> Data for review
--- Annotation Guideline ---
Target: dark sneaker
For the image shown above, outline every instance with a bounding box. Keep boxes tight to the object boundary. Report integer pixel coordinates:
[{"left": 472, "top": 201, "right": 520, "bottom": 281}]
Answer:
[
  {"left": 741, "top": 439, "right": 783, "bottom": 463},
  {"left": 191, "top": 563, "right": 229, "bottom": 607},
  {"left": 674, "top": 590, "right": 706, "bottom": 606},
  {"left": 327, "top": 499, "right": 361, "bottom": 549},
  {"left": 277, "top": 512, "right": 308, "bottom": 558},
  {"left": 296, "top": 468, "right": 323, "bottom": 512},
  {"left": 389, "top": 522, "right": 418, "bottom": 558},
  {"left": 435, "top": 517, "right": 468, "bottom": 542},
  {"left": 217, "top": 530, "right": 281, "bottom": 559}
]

> What to do
Output each line of the records above exactly.

> Completed task
--- Annotation Guideline ---
Target: dark sneaker
For the image shown above, outline every instance with a bounding box. Keep boxes tight to the object boundary. Report integer pixel coordinates:
[{"left": 472, "top": 201, "right": 520, "bottom": 281}]
Answer:
[
  {"left": 741, "top": 439, "right": 783, "bottom": 463},
  {"left": 191, "top": 563, "right": 229, "bottom": 607},
  {"left": 674, "top": 590, "right": 706, "bottom": 606},
  {"left": 327, "top": 499, "right": 361, "bottom": 549},
  {"left": 277, "top": 512, "right": 308, "bottom": 558},
  {"left": 296, "top": 468, "right": 323, "bottom": 512},
  {"left": 389, "top": 522, "right": 418, "bottom": 558},
  {"left": 435, "top": 517, "right": 468, "bottom": 542},
  {"left": 217, "top": 530, "right": 281, "bottom": 559}
]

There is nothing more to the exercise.